- _Work instructions_
From the line containing "Mark each instance of the ship superstructure" down to the last line of the material, return those lines verbatim and only those.

- _Source data_
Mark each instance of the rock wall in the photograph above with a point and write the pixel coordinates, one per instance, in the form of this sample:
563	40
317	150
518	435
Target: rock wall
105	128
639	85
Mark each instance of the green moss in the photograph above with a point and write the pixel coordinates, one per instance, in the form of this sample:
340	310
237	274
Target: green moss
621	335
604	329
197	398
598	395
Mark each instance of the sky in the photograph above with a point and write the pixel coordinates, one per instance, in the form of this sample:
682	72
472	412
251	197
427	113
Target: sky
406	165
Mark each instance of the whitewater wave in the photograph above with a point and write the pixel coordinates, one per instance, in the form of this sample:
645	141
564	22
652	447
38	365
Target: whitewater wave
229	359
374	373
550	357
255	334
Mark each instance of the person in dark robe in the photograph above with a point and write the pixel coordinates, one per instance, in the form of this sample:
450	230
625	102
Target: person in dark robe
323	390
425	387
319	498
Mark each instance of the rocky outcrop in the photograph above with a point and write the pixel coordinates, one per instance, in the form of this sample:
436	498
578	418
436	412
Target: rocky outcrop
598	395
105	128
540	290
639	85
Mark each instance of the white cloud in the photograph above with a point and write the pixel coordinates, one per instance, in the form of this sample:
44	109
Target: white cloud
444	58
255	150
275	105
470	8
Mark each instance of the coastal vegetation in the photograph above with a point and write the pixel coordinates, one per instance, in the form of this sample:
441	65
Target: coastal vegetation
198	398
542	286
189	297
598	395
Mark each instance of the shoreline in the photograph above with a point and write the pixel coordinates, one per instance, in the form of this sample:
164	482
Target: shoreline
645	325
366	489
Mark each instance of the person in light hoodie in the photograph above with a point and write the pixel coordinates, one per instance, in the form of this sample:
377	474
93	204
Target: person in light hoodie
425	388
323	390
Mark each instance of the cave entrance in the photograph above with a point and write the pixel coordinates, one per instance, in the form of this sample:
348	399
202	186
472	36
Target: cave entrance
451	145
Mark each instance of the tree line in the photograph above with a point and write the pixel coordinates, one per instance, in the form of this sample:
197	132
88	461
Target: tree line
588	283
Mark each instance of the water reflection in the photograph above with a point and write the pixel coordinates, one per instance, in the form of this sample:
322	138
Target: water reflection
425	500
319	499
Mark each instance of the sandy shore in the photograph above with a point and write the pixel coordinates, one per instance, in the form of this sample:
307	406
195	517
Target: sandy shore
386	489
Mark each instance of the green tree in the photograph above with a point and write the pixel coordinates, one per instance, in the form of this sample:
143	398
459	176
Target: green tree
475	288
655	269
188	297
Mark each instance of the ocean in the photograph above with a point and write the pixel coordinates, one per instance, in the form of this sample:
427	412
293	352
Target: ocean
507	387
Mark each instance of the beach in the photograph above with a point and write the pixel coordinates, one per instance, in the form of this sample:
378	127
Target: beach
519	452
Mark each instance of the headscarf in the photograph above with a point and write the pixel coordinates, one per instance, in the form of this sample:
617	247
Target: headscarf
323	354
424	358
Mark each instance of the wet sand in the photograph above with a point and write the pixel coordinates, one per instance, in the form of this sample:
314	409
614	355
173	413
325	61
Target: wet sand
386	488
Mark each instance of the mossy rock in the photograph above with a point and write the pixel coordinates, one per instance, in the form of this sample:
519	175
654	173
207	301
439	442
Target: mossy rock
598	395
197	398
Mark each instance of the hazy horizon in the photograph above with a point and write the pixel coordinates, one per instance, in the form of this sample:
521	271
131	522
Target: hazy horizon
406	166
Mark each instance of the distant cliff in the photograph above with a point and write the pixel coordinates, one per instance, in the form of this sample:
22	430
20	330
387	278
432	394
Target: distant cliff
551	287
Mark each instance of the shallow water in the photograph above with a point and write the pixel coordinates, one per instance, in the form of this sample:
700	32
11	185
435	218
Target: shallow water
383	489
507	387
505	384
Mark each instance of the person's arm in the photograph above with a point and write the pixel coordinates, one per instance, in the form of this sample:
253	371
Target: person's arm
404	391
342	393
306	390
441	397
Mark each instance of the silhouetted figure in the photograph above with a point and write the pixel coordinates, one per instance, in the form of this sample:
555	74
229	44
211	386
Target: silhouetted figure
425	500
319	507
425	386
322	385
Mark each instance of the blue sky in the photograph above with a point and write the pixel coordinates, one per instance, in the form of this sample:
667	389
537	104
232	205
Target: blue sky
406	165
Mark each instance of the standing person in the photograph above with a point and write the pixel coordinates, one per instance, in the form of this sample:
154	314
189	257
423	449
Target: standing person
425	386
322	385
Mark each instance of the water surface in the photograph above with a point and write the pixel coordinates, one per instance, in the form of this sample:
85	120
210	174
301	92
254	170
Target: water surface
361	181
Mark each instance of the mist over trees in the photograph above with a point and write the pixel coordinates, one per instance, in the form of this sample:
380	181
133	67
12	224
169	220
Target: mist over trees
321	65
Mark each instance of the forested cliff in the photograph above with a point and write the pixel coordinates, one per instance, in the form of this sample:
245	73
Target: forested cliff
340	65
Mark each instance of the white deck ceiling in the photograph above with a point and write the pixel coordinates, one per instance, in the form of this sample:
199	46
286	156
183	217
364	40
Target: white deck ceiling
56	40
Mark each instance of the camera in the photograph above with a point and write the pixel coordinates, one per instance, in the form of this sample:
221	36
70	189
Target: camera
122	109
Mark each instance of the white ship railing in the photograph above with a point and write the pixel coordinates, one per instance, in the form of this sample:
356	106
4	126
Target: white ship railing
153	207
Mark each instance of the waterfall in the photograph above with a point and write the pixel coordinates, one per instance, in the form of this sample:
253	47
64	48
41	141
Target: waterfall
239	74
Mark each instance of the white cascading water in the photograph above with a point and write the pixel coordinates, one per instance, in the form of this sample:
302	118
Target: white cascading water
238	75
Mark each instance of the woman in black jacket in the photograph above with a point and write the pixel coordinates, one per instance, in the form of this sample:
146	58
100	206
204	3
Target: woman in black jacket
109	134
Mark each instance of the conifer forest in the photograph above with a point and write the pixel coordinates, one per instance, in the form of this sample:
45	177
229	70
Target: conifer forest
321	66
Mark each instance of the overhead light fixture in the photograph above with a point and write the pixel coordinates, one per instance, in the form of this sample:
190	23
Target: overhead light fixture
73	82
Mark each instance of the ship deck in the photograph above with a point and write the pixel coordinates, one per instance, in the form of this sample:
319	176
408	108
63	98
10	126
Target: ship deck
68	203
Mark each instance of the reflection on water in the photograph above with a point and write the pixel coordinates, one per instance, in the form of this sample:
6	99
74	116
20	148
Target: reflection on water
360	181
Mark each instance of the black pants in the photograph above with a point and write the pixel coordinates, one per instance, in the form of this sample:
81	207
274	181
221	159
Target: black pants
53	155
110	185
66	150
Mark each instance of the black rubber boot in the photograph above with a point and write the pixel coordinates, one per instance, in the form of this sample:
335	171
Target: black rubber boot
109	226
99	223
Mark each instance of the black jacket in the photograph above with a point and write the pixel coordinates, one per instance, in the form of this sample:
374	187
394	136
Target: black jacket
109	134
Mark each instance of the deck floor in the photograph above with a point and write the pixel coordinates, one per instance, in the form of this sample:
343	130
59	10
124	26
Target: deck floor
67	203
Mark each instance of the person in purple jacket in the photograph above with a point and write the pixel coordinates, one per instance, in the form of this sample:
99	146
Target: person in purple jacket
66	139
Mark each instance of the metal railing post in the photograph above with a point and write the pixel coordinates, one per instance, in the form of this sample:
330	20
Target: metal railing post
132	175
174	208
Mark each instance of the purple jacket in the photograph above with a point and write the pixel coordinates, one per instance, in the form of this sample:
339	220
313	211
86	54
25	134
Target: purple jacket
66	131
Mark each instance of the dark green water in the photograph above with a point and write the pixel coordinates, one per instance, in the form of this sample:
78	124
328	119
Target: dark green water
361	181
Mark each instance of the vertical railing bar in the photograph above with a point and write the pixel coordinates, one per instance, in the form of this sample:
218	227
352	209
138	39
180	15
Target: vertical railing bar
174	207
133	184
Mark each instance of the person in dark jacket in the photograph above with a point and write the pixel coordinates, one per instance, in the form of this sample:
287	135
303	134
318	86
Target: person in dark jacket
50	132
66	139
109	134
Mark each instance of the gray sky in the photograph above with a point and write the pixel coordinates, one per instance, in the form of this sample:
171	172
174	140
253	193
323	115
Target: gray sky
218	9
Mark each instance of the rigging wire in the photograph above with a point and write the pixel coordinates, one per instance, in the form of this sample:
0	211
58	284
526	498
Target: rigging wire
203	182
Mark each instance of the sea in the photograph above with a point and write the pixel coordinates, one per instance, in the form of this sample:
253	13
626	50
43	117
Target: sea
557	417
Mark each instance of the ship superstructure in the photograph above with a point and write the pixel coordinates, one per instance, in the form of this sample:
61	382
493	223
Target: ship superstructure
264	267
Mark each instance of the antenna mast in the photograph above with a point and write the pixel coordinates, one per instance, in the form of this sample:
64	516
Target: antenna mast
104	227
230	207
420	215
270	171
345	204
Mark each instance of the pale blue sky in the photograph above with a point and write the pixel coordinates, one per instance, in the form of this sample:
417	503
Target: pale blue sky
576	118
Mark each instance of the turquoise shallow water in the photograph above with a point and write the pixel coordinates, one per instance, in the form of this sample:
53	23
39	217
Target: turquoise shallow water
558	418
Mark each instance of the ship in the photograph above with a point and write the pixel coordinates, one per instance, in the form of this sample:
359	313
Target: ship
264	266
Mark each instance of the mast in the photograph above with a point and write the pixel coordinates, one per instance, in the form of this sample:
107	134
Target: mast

- _Answer to the problem_
Mark each instance of the ship superstructure in the photograph above with a point and write the pixel coordinates, one per instance, in the form of this sample:
61	382
493	223
Target: ship superstructure
264	267
Mark each instance of the antenna mast in the photograph above with a point and write the pixel coordinates, one per instance, in the form of this sample:
64	516
Target: antenna mast
104	227
230	207
420	215
270	171
345	204
Mark each instance of the pale blue sky in the photograph above with a point and write the pixel coordinates, one per instance, in the form of this sample:
417	503
Target: pale blue sky
576	118
Mark each instance of the turquoise shallow water in the photograph above with a point and write the pixel coordinates, one per instance, in the form of this sample:
53	23
39	217
Target: turquoise shallow water
558	418
Mark each instance of the ship in the photograph above with a point and write the pixel coordinates, one per instance, in the form of this sample:
359	313
Target: ship
264	266
Mark each instance of the mast in the photograph above with a point and write the pixel coordinates, one per instance, in the form of this sample:
107	134
Target: mast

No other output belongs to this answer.